begin Exercise materials

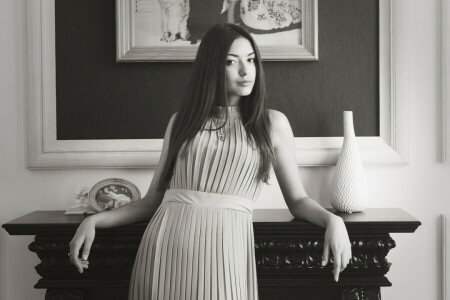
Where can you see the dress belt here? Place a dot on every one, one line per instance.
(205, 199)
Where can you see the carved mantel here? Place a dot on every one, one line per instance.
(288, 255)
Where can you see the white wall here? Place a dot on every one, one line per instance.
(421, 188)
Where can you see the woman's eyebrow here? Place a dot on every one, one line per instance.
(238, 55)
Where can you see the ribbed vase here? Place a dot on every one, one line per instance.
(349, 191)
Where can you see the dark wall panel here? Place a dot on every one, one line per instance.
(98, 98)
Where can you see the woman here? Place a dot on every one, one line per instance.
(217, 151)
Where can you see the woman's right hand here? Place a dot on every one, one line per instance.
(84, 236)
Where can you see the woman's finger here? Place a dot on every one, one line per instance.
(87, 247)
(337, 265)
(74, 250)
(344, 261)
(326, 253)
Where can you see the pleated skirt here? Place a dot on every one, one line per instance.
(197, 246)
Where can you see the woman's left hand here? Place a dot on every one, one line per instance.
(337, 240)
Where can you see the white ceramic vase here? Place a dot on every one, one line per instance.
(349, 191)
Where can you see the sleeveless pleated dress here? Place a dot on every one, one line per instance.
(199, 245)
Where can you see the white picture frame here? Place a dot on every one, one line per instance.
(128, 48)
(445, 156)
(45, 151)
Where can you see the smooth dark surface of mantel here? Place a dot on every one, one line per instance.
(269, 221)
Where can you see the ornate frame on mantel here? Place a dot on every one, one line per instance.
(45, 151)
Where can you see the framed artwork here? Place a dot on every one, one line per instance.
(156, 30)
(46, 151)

end Exercise materials
begin Exercise materials

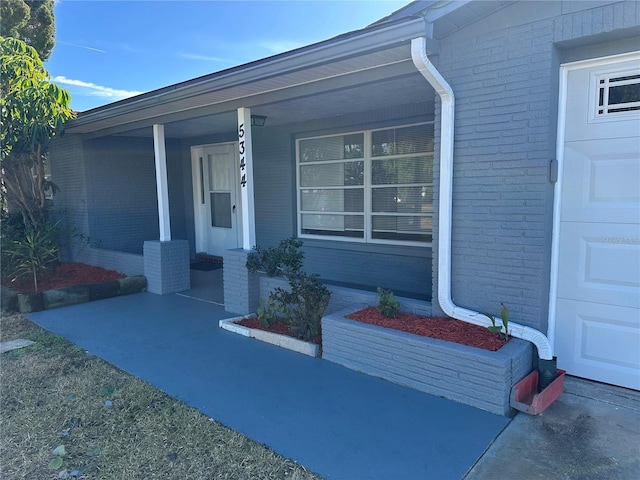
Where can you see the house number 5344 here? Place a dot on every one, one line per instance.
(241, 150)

end Exercise materials

Please count the lines in the records above that contain the string "wall", treating uppercase and lowercase as different, and reply with the number alone.

2